→ **Task prompt**
Give back every record verbatim, but not the pictures.

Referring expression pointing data
= Beginning of Section =

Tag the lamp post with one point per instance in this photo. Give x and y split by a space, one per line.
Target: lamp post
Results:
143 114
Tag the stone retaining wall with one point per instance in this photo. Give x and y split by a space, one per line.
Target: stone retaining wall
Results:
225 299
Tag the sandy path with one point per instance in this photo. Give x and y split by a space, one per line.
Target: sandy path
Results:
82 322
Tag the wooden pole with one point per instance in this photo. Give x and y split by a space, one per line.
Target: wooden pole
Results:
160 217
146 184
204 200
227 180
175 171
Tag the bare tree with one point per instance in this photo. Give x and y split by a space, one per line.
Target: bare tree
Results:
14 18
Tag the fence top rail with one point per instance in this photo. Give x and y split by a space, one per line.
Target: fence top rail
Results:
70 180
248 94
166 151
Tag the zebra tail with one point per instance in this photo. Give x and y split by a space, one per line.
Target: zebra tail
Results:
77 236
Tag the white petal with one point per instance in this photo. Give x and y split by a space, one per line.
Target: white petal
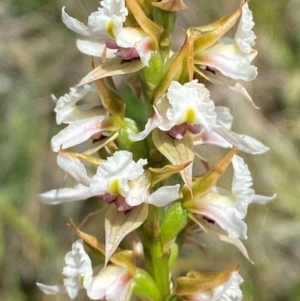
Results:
224 216
108 283
152 123
74 24
261 199
138 190
119 167
244 36
65 195
210 138
164 195
78 265
51 289
77 132
241 185
193 97
73 167
90 47
65 105
229 290
242 142
229 62
224 118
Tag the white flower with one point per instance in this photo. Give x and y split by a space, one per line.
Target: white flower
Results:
105 34
229 290
223 286
228 209
233 57
222 136
220 212
67 111
184 108
81 191
84 121
125 180
77 273
112 283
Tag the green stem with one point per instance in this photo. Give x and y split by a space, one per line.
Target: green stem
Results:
158 262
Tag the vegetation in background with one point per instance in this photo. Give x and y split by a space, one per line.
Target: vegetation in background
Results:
37 60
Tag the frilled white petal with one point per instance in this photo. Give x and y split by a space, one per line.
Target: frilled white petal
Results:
210 138
78 269
262 199
74 25
152 124
242 142
113 175
65 105
230 62
224 118
164 196
222 212
189 103
112 282
229 290
74 168
244 36
51 289
136 38
241 185
116 9
66 195
77 132
110 17
94 48
138 190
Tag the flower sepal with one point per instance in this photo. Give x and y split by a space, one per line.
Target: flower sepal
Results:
202 184
210 286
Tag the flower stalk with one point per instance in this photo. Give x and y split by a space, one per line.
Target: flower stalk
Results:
143 169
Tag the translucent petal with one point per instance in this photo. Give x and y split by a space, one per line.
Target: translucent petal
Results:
164 196
74 24
77 132
244 36
51 289
73 167
65 195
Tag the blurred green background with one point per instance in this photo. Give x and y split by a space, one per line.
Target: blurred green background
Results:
39 57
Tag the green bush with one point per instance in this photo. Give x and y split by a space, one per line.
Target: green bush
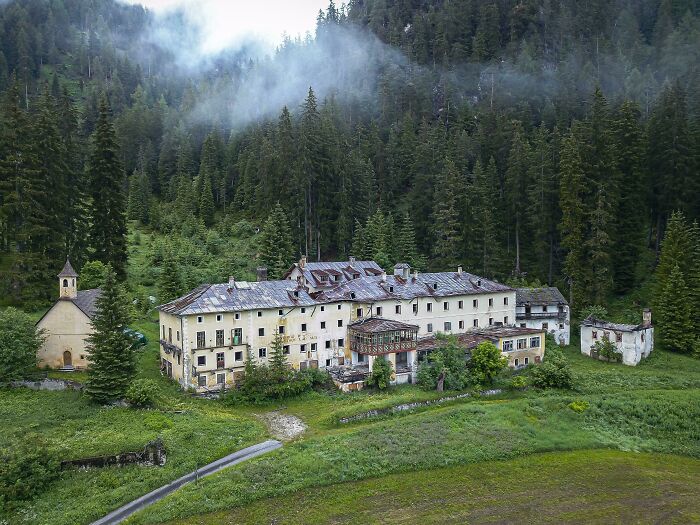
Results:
142 393
25 470
579 406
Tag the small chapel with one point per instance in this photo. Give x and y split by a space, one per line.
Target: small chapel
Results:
67 324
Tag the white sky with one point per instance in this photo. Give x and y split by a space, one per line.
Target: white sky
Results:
226 22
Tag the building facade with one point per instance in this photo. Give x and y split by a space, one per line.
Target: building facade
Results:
633 342
546 309
67 324
206 335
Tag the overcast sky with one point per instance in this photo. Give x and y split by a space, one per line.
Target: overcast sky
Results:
226 22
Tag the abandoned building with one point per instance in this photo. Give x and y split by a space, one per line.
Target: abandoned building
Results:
546 309
334 315
634 342
68 323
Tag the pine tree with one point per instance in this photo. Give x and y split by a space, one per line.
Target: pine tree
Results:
675 326
112 360
108 204
276 243
573 220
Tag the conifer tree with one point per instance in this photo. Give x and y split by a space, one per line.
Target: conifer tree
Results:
112 361
276 243
108 203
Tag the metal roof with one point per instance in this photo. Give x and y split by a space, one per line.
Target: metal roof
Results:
546 295
442 284
379 324
238 296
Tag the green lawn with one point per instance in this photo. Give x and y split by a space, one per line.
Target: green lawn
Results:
601 486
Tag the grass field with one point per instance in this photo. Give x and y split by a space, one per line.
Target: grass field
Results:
601 486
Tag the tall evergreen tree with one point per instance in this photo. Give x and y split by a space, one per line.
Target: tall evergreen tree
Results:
108 203
112 360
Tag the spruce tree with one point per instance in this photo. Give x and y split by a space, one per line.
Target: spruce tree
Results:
108 202
112 360
276 243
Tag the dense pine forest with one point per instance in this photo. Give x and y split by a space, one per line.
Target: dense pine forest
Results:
531 140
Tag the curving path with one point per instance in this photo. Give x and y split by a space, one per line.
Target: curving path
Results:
120 514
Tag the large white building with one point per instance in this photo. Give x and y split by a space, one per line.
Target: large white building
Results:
546 309
634 342
329 315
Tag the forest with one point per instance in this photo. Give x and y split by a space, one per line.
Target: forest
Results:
530 140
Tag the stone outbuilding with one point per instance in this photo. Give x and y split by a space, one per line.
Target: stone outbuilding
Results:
634 342
68 323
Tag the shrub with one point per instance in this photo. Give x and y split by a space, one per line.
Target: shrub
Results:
142 393
380 376
579 406
486 362
25 470
554 372
19 343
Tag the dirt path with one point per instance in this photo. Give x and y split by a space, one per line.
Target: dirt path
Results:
284 427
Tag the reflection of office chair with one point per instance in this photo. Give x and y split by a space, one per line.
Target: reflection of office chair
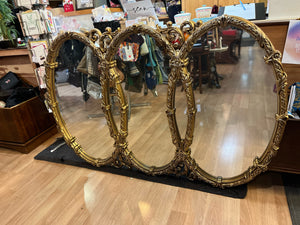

= End of Section =

→ **Expected output**
Tag the lamp post with one point per instance in this photo. Give x and y split by a space, one per line.
Target: lamp post
Results:
143 114
Tag the stone retaining wall with one point per instance in this photo. Give x and y split by a space, one per line.
Target: stone retaining wall
Results:
225 299
Tag the sandy path with one point per instance in this photo. Give x and y split by a space, one per line.
Target: sandy path
Results:
82 322
Tag the wooden pole with one point per instance in this photo. Give x and y split by a space, one per line.
Target: wooden pole
Results:
160 217
146 184
204 200
227 180
175 171
Tag the bare tree with one point per instance in this photo. Give x and y split by a space, one per line.
Target: bare tree
Results:
14 18
Tag the fence top rail with one point per instance in this photo. Give x and y split by a space, one per line.
Target: fence top rail
Results:
70 180
248 94
166 151
Tag the zebra tail with one point per instance in this photo. Give x and y split by a space, one per line.
Target: zebra tail
Results:
77 236
Tag the white petal with one point per instance in this photo. Give x and y split by a space, one per line.
Target: white petal
Results:
224 216
108 283
152 123
74 24
261 199
138 190
119 167
244 36
65 195
210 138
164 195
78 265
51 289
77 132
241 185
193 97
73 167
90 47
65 105
229 290
242 142
229 62
224 118
Tag the white flower with one point per instance in this photo. Give x and y split by a space, one per line.
Target: white flower
Results:
105 34
229 290
223 286
228 209
233 57
222 136
220 212
67 111
184 108
81 191
84 121
125 180
77 273
112 283
Tag the green stem with one point per instance in this photo. Give x and y split by a space, one per line.
Target: green stem
Results:
158 262
Tag the vegetation in background with one point per instance in this photo. Give x and y split by a space, one per line.
Target: vegetation in background
Results:
37 60
Tag the frilled white petal with one point per instance in this photo. Give x and y split by a space, one per line.
Target: frilled white petal
Results:
210 138
78 269
262 199
74 25
152 124
242 142
113 175
65 105
230 62
224 118
164 196
222 212
189 103
112 282
229 290
74 168
244 36
51 289
136 38
241 185
116 9
66 195
77 132
110 17
94 48
138 190
Tag the flower sepal with one point per instance in this photo. Give x and y split by a space, one per line.
Target: flower sepal
Results:
202 184
210 286
Tag the flower stalk with one point per instance in this photo. Give x and y split by a space, one per line.
Target: flower stalk
Results:
143 169
Tag the translucent petal with one point per instance in this photo. Give x and y split by a space, one per line.
Target: translucent petal
Results:
164 196
74 24
77 132
244 36
51 289
73 167
65 195
Tag the blurred green background with one point per instance in this photo. Give x and y split by a space, one per line.
Target: blurred green background
Results:
39 57
Tag the green bush with one point per instance in this photo. Give x and y split by a space, one per line.
Target: green bush
Results:
142 393
25 470
579 406
Tag the small chapel with one point per instance in this photo. Give x and y split by a space, one per line.
Target: small chapel
Results:
67 324
Tag the white sky with one point per instance in this photo. Give x and y split by a space, one per line.
Target: white sky
Results:
226 22
Tag the building facade with one point per instance in this photo. Give x and y split by a space, one per line.
Target: building facade
Results:
633 342
546 309
67 324
206 335
Tag the overcast sky with one point per instance in this photo. Give x and y split by a space, one per line.
Target: overcast sky
Results:
226 22
Tag the abandoned building with one point per instance in this photo. Give x and y split by a space, one per line.
Target: abandoned building
Results:
546 309
334 315
634 342
68 323
Tag the pine tree with one point per instance in this photo. Give x and y split by a space, one per line.
Target: pine tree
Results:
675 326
112 360
108 204
276 243
573 220
Tag the conifer tree with one point per instance in this photo. Give x and y split by a space, one per line.
Target: conifer tree
Results:
112 361
276 243
108 203
Tag the metal roof with one point per instance in this photo. Give x and y split by a space, one per line.
Target: metal roof
Results:
546 295
442 284
379 324
238 296
Tag the green lawn with one point per instance in this photo. Give x and y split by a space, one per line.
Target: green lawn
Results:
601 486
Tag the grass field with one point per instance in this photo. Give x and y split by a space, one per line.
Target: grass field
Results:
601 486
Tag the tall evergreen tree with one point per instance in this photo. Give x and y split by a space, one per line.
Target: tall evergreen tree
Results:
108 203
112 360
Tag the spruce tree with one point per instance in this photo. Give x and y split by a space, one per line.
Target: spruce tree
Results:
108 202
112 360
276 243
Tag the dense pine forest with one point per instance in this photo. Give x and y split by a space, one per line.
Target: dense pine forest
Results:
531 140
Tag the curving path with one point per instance in this photo. Give x and y split by a space, one per line.
Target: curving path
Results:
120 514
Tag the large white building with one point per instance in this photo. Give x and y split by a space, one per line.
Target: large white building
Results:
546 309
634 342
329 315
Tag the forest with one point per instance in this photo. Give x and y split by a space, one per line.
Target: forest
Results:
530 140
Tag the stone outbuilding with one point per instance in this photo. Give x and y split by a space, one per line.
Target: stone outbuilding
Results:
634 342
68 323
Tag the shrub with one point per instance in this photo. Give x and y split by a space, one per line.
Target: shrub
Results:
142 393
380 376
579 406
486 362
25 470
554 372
19 343
Tag the dirt path with one point per instance in this photo. Give x and y split by a space, one per line.
Target: dirt path
Results:
284 427
Tag the reflection of office chair with one point per instance in this photo. Give x and y split by a space, one per line.
Target: reflection of office chair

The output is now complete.